**DATA SUPPLIED:**
^^^^^^^^^^^^^^^^

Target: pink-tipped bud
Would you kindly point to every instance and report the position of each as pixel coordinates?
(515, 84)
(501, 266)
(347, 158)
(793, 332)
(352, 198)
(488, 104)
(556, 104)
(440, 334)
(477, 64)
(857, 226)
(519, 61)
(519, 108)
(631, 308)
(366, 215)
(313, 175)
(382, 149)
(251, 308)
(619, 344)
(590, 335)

^^^^^^^^^^^^^^^^

**WORK TO BE COMPLETED:** Each line from the one containing "Would you kindly" through the end of the material should be restated word for word; leave out every line before it.

**RESULT OF THE EXERCISE:**
Would you kindly point to every instance and report the position of each as pixel coordinates?
(515, 84)
(501, 266)
(347, 158)
(793, 332)
(352, 198)
(488, 104)
(556, 104)
(440, 334)
(477, 64)
(857, 226)
(519, 61)
(519, 108)
(631, 308)
(366, 215)
(313, 175)
(382, 149)
(251, 308)
(619, 344)
(590, 335)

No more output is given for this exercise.